--- Article ---
◆ ◆ ◆
What mutex and why? If it is one you can check is held even better.
> + * Returns: ts descriptor on success or error pointers.
> + */
> +struct hte_ts_desc *hte_req_ts_by_dt_node(struct device_node *of_node,
> + unsigned int id,
> + void (*cb)(enum hte_notify n))
> +{
> + struct hte_device *gdev;
> + struct hte_ts_desc *desc;
> + int ret;
> + u32 xlated_id;
> +
> + gdev = of_node_to_htedevice(of_node);
> + if (IS_ERR(gdev))
> + return ERR_PTR(-ENOTSUPP);
> +
> + if (!gdev->chip || !gdev->chip->ops)
> + return ERR_PTR(-ENOTSUPP);
> +
> + desc = kzalloc(sizeof(*desc), GFP_KERNEL);
> + if (!desc) {
> + ret = -ENOMEM;
> + goto out_put_device;
> + }
Pass a desc pointer into this function rather than allocating the structure
in here. That lets the caller embed that structure inside one of it's own
structures if it wants to, resulting in fewer small allocations which is always good.
It's far from obvious that the caller needs to free desc.
> +
> + desc->con_id = id;
> + ret = gdev->chip->xlate(gdev->chip, NULL, desc, &xlated_id);
> + if (ret < 0) {
> + dev_err(gdev->chip->dev,
> + "failed to xlate id: %d\n", id);
> + goto out_free_desc;
> + }
> +
> + ret = ___hte_req_ts(gdev, desc, xlated_id, cb);
> + if (ret < 0) {
> + dev_err(gdev->chip->dev,
> + "failed to request id: %d\n", id);
> + goto out_free_desc;
> + }
> +
> + return desc;
> +
> +out_free_desc:
> + kfree(desc);
> +
> +out_put_device:
> + return ERR_PTR(ret);
> +}
> +EXPORT_SYMBOL_GPL(hte_req_ts_by_dt_node);
> +
> +/**
> + * hte_get_clk_src_info() - Consumer calls this API to query clock source
> + * information of the desc.
> + *
> + * @desc: ts descriptor, same as returned from request API.
◆ ◆ ◆
--- What is needed ---
Write the next part of the kernel patch review, starting right after the line describing the @desc parameter.

--- Dataset content ---
◆ ◆ ◆
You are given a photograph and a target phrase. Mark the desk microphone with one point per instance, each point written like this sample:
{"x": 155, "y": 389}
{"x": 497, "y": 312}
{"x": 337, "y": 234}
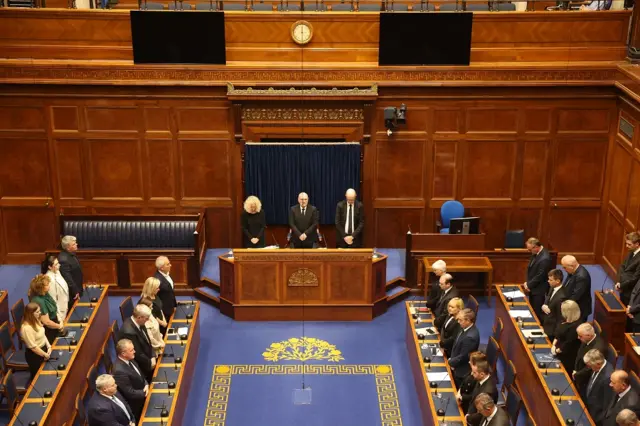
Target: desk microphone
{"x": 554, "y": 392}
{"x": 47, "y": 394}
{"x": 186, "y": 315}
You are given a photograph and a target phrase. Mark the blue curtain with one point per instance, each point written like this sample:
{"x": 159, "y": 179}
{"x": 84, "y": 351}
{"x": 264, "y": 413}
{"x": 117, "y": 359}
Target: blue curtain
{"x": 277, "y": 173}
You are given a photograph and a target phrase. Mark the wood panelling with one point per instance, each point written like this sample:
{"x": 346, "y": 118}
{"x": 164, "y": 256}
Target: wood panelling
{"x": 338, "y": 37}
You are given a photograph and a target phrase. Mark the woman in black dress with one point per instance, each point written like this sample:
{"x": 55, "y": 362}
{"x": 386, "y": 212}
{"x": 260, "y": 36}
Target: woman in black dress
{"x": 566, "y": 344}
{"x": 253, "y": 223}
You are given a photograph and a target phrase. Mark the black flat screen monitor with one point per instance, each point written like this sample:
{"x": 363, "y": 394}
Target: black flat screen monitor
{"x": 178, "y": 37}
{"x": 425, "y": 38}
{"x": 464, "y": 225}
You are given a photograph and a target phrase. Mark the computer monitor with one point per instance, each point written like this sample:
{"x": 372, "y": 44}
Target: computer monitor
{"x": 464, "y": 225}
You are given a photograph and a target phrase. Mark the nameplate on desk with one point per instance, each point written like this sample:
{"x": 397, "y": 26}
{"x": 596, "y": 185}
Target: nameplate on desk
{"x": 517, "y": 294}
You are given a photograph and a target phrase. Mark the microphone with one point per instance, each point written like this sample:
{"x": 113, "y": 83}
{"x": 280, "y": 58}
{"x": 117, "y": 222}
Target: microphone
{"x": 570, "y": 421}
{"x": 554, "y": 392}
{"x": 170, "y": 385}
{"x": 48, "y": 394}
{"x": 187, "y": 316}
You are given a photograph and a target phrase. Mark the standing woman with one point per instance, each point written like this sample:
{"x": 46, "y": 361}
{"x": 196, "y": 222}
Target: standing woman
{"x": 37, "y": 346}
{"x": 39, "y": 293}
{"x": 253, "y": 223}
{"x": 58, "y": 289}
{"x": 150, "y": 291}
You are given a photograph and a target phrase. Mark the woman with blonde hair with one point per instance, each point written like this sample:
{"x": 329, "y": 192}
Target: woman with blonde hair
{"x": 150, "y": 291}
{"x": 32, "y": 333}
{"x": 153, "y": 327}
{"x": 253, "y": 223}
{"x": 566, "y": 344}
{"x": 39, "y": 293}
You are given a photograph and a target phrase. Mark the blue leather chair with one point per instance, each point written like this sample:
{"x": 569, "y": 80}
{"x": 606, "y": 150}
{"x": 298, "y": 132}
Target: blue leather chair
◆ ◆ ◆
--- Exercise answer ---
> + *
> + * Context: Any context.
> + * Returns: 0 on success else negative error code on failure.
> + */
> +int hte_get_clk_src_info(const struct hte_ts_desc *desc,
> + struct hte_clk_info *ci)
> +{
> + struct hte_chip *chip;
> + struct hte_ts_info *ei;
> +
> + if (!desc || !desc->data_subsys || !ci) {
> + pr_debug("%s:%d\n", __func__, __LINE__);
> + return -EINVAL;
> + }
> +
> + ei = desc->data_subsys;
> + if (!ei || !ei->gdev || !ei->gdev->chip)
> + return -EINVAL;
> +
> + chip = ei->gdev->chip;
> + if (!chip->ops->get_clk_src_info)
> + return -ENOTSUPP;
> +
> + return chip->ops->get_clk_src_info(chip, ci);
> +}
> +EXPORT_SYMBOL_GPL(hte_get_clk_src_info);
> +
> +static inline void hte_add_to_device_list(struct hte_device *gdev)
> +{
> + struct hte_device *prev;
Needs to take an appropriate lock as you may have concurrent calls.
> +
> + if (list_empty(&hte_devices)) {
> + list_add_tail(&gdev->list, &hte_devices);
Needs a comment. I've no idea why you might want to only add it if there were
no other hte_devices already there.
> + return;
> + }
> +
> + prev = list_last_entry(&hte_devices, struct hte_device, list);
Why woud you do this?
> + list_add_tail(&gdev->list, &hte_devices);
> +}
> +
> +/**
> + * hte_push_ts_ns_atomic() - Used by the provider to push timestamp in nano
> + * seconds i.e data->tsc will be in ns, it is assumed that provider will be
> + * using this API from its ISR or atomic context.
> + *
> + * @chip: The HTE chip, used during the registration.
> + * @xlated_id: entity id understood by both subsystem and provider, usually this
> + * is obtained from xlate callback during request API.
> + * @data: timestamp data.
> + * @n: Size of the data.
> + *
> + * Context: Atomic.
> + * Returns: 0 on success or a negative error code on failure.
> + */
> +int hte_push_ts_ns_atomic(const struct hte_chip *chip, u32 xlated_id,
> + struct hte_ts_data *data, size_t n)
> +{
> + unsigned int ret;
> + bool notify;
> + size_t el_avail;
> + struct hte_ts_buf *buffer;
> + struct hte_ts_info *ei;
> +
> + if (!chip || !data || !chip->gdev)
> + return -EINVAL;
> +
> + if (xlated_id > chip->nlines)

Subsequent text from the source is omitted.